Set problem 1 | Repeat the part of the chicken recipe starting with "Instructions" and going on through "oven to 425.", word for word.
Set problem 2 | According to the chicken recipe, how many chicken thighs does the ingredient list call for?
Set problem 3 | Put this sentence from the chicken recipe into Spanish: "Make the marinade early in the day or the night before."

A one-pan dish, but you won't want to skip the sides. Make with red onions and cilantro in lemon juice, pita bread and yogurt sauce, and pomegranates, grapes, or maybe fried eggplant. 

Ingredients

  • 18 chicken thighs
  • 32 oz full fat yogurt, preferably Greek
  • 4 Tbsp lemon juice
  • 3 Tbsp cumin, divided
  • 4-6 cans chickpeas
  • olive oil
  • salt and pepper
  • 2 red onions, sliced thinly

For garnishes:

  • 2 red onions sliced thinly
  • lemon juice
  • salt and pepper
  • a bunch fresh cilantro, chopped
  • 32 oz Greek yogurt for dipping sauce
  • 3 cloves garlic, minced or crushed

Instructions

  1. Make the marinade early in the day or the night before. Mix full fat Greek yogurt and with lemon juice, four tablespoons of water, and two tablespoons of cumin, and mix this marinade up with chicken parts, thighs or wings. Marinate several hours. 

    About an hour before dinner, preheat the oven to 425.

Data excerpts |
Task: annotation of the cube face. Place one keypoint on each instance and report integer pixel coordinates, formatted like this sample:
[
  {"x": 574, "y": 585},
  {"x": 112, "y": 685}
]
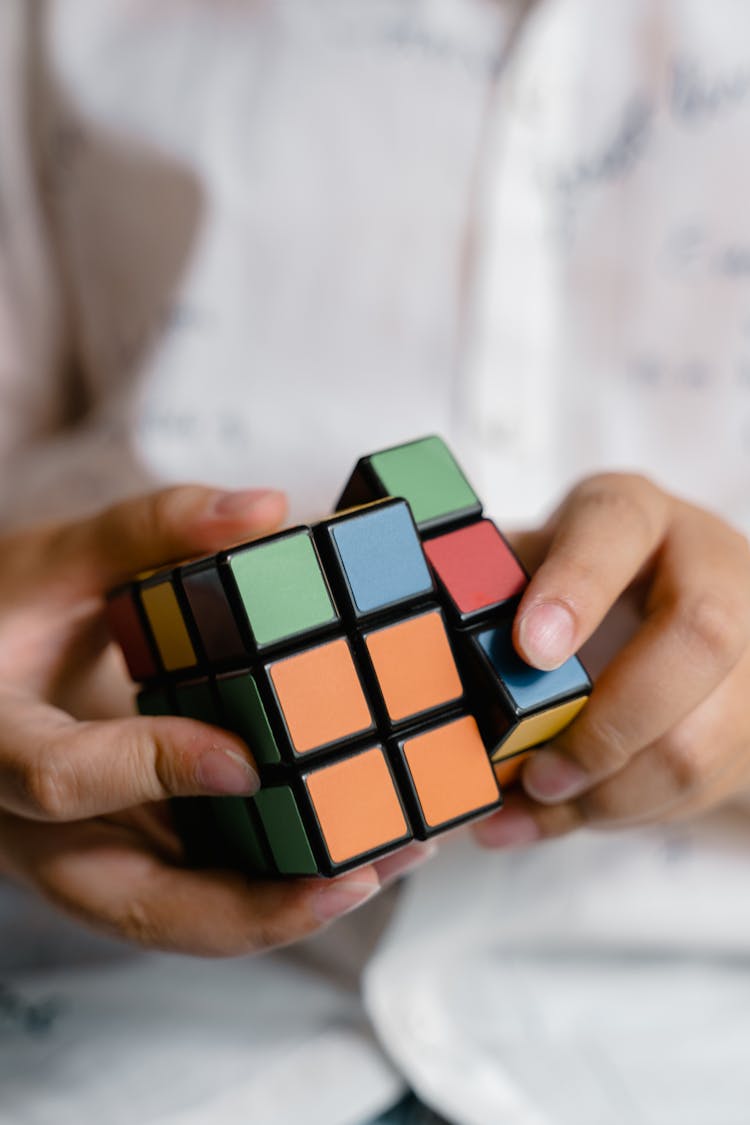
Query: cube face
[
  {"x": 319, "y": 696},
  {"x": 414, "y": 667},
  {"x": 425, "y": 474},
  {"x": 166, "y": 622},
  {"x": 214, "y": 619},
  {"x": 379, "y": 558},
  {"x": 527, "y": 687},
  {"x": 243, "y": 711},
  {"x": 450, "y": 774},
  {"x": 126, "y": 624},
  {"x": 286, "y": 831},
  {"x": 367, "y": 662},
  {"x": 357, "y": 807},
  {"x": 531, "y": 707},
  {"x": 476, "y": 568},
  {"x": 539, "y": 728},
  {"x": 281, "y": 587}
]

Correct result 1 |
Instructions

  1. Make the marinade early in the day or the night before. Mix full fat Greek yogurt and with lemon juice, four tablespoons of water, and two tablespoons of cumin, and mix this marinade up with chicken parts, thighs or wings. Marinate several hours. 

    About an hour before dinner, preheat the oven to 425.

Correct result 2 | 18 chicken thighs.

Correct result 3 | Prepara el adobo temprano en el día o la noche anterior.